Action item :: What is needed is an exact transcription of every entry below, with the pictures left out.

Provided records ::
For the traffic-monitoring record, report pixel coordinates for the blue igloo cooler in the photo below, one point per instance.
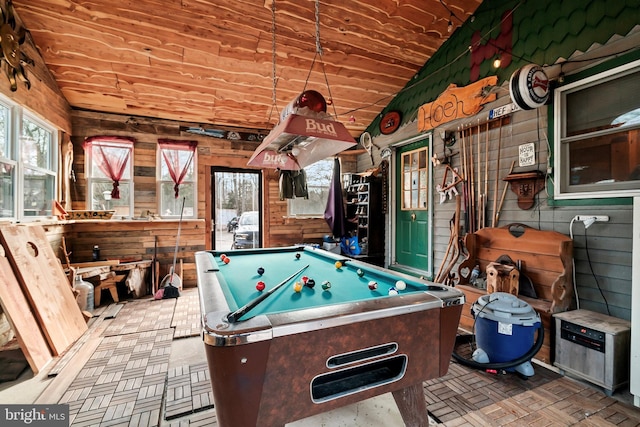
(505, 328)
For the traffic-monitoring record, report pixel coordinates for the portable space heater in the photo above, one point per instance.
(594, 347)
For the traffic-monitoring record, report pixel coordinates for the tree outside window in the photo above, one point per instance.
(109, 171)
(177, 178)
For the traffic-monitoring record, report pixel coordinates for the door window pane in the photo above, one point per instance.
(415, 180)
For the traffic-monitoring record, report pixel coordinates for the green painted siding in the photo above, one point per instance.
(543, 32)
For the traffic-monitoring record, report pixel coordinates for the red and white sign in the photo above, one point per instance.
(314, 139)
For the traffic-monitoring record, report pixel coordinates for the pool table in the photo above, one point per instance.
(300, 353)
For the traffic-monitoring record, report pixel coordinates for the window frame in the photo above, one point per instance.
(160, 181)
(421, 172)
(124, 141)
(14, 157)
(562, 186)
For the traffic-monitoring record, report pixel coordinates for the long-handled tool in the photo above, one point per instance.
(172, 279)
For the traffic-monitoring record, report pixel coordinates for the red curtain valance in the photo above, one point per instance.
(112, 157)
(178, 167)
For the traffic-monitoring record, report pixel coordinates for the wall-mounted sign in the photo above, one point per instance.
(527, 154)
(503, 111)
(529, 87)
(455, 103)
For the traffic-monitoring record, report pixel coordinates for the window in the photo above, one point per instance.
(318, 177)
(415, 179)
(597, 135)
(109, 172)
(28, 162)
(177, 178)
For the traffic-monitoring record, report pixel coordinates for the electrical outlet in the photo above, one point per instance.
(598, 218)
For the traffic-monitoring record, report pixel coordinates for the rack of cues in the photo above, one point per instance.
(475, 144)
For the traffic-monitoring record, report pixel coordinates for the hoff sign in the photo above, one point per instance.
(455, 103)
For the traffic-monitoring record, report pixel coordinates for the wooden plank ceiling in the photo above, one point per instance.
(211, 61)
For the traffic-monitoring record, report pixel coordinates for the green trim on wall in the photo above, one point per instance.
(543, 31)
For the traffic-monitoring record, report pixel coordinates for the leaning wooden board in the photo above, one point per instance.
(44, 284)
(25, 325)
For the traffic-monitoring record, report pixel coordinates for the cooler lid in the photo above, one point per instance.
(507, 308)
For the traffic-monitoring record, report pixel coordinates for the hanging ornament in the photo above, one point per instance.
(11, 38)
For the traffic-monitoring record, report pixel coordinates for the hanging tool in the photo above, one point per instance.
(504, 193)
(495, 188)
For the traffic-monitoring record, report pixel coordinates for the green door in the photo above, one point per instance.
(413, 225)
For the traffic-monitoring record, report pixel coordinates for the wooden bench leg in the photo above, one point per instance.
(114, 293)
(97, 295)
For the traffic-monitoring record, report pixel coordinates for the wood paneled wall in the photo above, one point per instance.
(123, 238)
(126, 239)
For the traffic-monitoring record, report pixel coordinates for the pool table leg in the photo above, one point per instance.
(412, 406)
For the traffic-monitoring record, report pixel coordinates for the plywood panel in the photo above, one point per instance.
(24, 324)
(44, 284)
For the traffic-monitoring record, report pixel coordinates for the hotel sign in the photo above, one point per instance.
(456, 103)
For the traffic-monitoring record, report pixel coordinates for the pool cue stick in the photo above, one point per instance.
(472, 216)
(235, 315)
(495, 188)
(504, 193)
(486, 177)
(465, 178)
(479, 208)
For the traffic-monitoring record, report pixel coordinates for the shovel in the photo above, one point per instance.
(172, 279)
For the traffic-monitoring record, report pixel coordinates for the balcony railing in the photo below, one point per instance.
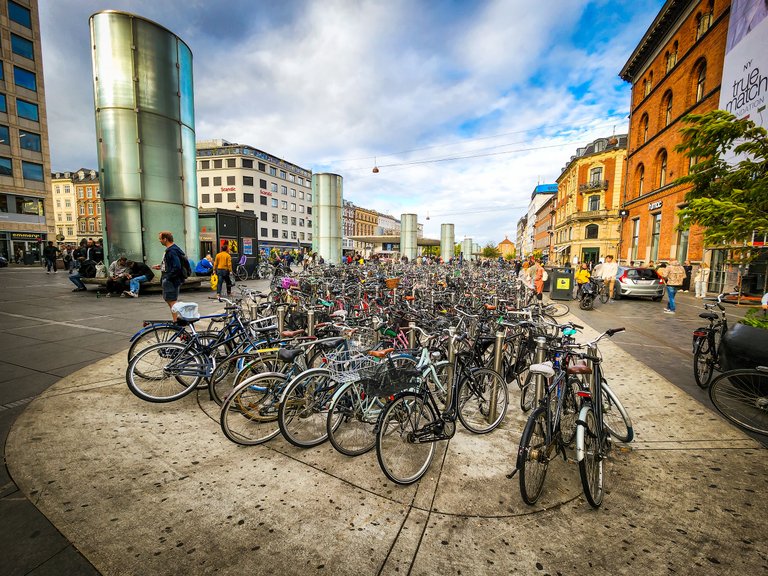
(593, 186)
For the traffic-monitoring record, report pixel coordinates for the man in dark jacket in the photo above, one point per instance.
(172, 275)
(138, 273)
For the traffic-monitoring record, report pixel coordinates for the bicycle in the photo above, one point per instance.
(741, 396)
(411, 425)
(706, 343)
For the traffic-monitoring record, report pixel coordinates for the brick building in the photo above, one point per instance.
(675, 70)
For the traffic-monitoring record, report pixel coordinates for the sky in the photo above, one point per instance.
(464, 106)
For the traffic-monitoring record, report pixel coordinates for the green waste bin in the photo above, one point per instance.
(561, 284)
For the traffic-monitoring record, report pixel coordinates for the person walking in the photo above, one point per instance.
(171, 268)
(50, 253)
(222, 266)
(674, 275)
(701, 280)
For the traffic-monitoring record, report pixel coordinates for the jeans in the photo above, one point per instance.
(135, 281)
(671, 291)
(75, 279)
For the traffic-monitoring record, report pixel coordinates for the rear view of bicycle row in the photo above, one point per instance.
(374, 362)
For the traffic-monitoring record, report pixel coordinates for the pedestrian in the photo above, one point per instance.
(701, 280)
(50, 253)
(171, 268)
(674, 275)
(608, 273)
(222, 267)
(138, 273)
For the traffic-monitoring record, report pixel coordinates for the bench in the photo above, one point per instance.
(191, 283)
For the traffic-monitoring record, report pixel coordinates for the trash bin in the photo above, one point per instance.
(561, 284)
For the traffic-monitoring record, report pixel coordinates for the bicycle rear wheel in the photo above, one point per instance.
(742, 397)
(164, 372)
(532, 459)
(402, 459)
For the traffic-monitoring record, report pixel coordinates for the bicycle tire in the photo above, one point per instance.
(532, 460)
(401, 459)
(303, 410)
(741, 396)
(590, 457)
(703, 365)
(615, 417)
(164, 372)
(249, 414)
(474, 400)
(351, 422)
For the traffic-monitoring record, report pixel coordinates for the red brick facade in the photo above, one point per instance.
(679, 74)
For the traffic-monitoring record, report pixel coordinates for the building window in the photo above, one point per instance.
(27, 110)
(24, 78)
(32, 171)
(701, 79)
(19, 14)
(22, 47)
(655, 233)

Problem solution ::
For the traffic-monitoring record, report pixel coordinates for the blue igloo cooler in the photo below, one point per instance.
(505, 328)
For the traffic-monitoring record, report pixel coordinates for the portable space heater in the photo above, one point per instance.
(594, 347)
For the traffic-monitoring record, report pixel coordinates for the tree outside window in the photo above, one point per instance.
(109, 171)
(177, 178)
For the traffic-monitoring record, report pixel coordinates for the door window pane in the photo above, one point per instance.
(415, 180)
For the traffic-monitoring record, report pixel coordinates for the green painted siding in the photo above, one point per instance.
(543, 32)
For the traffic-monitoring record, report pixel coordinates for the red and white sign in the photo above, one point per instance.
(314, 139)
For the traffic-monitoring record, report pixel coordinates for the pool table in the photo above, one point per instance.
(300, 353)
For the traffic-monitoring record, report pixel coordinates for the window frame in the photo above, one point per instance.
(160, 181)
(421, 172)
(124, 141)
(14, 157)
(562, 186)
For the traffic-monitoring record, report pixel coordinates for the long-handled tool in the photo above, one point per instance.
(172, 279)
For the traffic-monitoring record, report pixel coordinates for the red curtain valance in the photo above, one point per instance.
(112, 157)
(178, 167)
For the traffic-monitoring record, report pixel coordinates for the wall-mounted sign in the photo above, one point per instance.
(527, 154)
(503, 111)
(529, 87)
(455, 103)
For the traffic-monitoring record, report pixel coordinates for the window in the photo above, one point per instance.
(318, 177)
(415, 179)
(597, 135)
(109, 172)
(28, 162)
(177, 178)
For the traffic-monitoring record, report pixel coordinates for the electrical outlet in the photo above, one point per instance.
(598, 218)
For the traffic-monitoring record, report pixel coordinates for the rack of cues in the photo above, one point per instance.
(475, 144)
For the traffic-monitoring record, report pixel coordinates for the hoff sign in the photo above, one point per instance.
(455, 103)
For the traffic-monitoring record, report pixel coordinates for the wooden plank ceiling in the photo above, one point per instance.
(211, 61)
For the traffic-monitoring record, report pixel coordinates for the green trim on wall in the photo above, one point per instance.
(543, 31)
For the traffic-monitoring record, report pixel coordinates for the leaning wooden board in the photo above, one point per instance.
(44, 284)
(25, 325)
For the traffic-monitoring record, report pixel coordinates for the cooler lid in the photo above, one point per instance.
(507, 308)
For the traffic-monitoring record, report pixel coordinates for the hanging ornament in the photo above, one point per instance.
(11, 38)
For the traffic-monitoring record, report pixel coordinates for the hanging tool in the photo above, one point per instance.
(504, 193)
(495, 188)
For the traffic-monitoring record, report pixel coordinates for the green door in the photo above, one point per instance.
(413, 225)
For the traffic-monitoring record, report pixel coordinates for the wooden bench leg in the photo above, one point per instance.
(114, 293)
(97, 295)
For the traffic-monitoring record, report pixel coordinates for the wood paneled wall in the photo above, one point per instance.
(123, 238)
(126, 239)
For the traffic-monitoring record, report pixel coordinates for the pool table leg in the photo above, one point per instance.
(412, 406)
For the traffic-monitoring record, report pixel coordinates for the plywood panel in the photo above, one point per instance.
(24, 324)
(44, 284)
For the traffic-monitoring record, report pixel coordinates for the hotel sign in the photo above, one point per instance.
(456, 103)
For the traffic-monitoring record, report pixel coordinates for the pool cue stick in the photo above, one point per instance.
(472, 216)
(235, 315)
(495, 188)
(504, 193)
(486, 177)
(465, 178)
(479, 208)
For the traffic-monitoring record, report pixel coordinates for the shovel in the photo above, one point per instance.
(172, 279)
For the traffic-monitoring record, report pixel coordinates for the balcony railing in the photo below, one point per instance.
(593, 186)
For the traffic-monitoring record, report pixel coordinates for the man in dark jacket in the photo above, one point per instance.
(172, 275)
(138, 273)
For the traffic-monitoring record, report pixel coordinates for the bicycle in the photo above, one point per instance.
(741, 396)
(411, 425)
(706, 343)
For the traffic-monitoring record, report pixel coordinates for the brick building in the photo above, one point per instance.
(675, 70)
For the traffic-monitoring record, report pixel coordinates for the sky in the photo above, one point per instance.
(464, 106)
For the traffic-monitoring record, report pixel coordinates for the green waste bin in the photo above, one point per instance.
(561, 284)
For the traffic-monitoring record, report pixel coordinates for the person walking in the photo above, one point per instance.
(171, 268)
(50, 253)
(222, 266)
(674, 275)
(701, 280)
For the traffic-monitoring record, report pixel coordinates for the jeans in the photo above, one point per instance.
(135, 281)
(671, 291)
(75, 279)
For the traffic-monitoring record, report pixel coordinates for the rear view of bicycle row in the photo above, one point per instance.
(374, 362)
For the traffic-monitoring record, report pixel coordinates for the pedestrian in the photo above, one point per instance.
(701, 280)
(50, 253)
(171, 268)
(674, 275)
(608, 273)
(222, 267)
(138, 273)
For the traffic-monitoring record, report pixel coordinates for the bench in the photo above, one point per instance.
(191, 283)
For the traffic-monitoring record, report pixel coordinates for the trash bin in the photo above, one point per instance.
(561, 284)
For the traffic-monitoring record, report pixel coordinates for the bicycle rear wheel in the photo above, one point per instance.
(742, 397)
(164, 372)
(532, 459)
(402, 459)
For the traffic-monitoring record, report pixel coordinates for the bicycle tire in the photo above, one point per instance.
(532, 460)
(401, 459)
(303, 410)
(741, 396)
(590, 457)
(703, 365)
(615, 417)
(164, 372)
(249, 414)
(474, 400)
(351, 422)
For the traffic-monitoring record, report pixel coordinates for the red brick facade in the photo above, one point per instance.
(679, 74)
For the traffic-monitoring record, report pixel coordinates for the building window in the photo above, one point per instance.
(27, 110)
(24, 78)
(32, 171)
(701, 79)
(19, 14)
(22, 47)
(655, 233)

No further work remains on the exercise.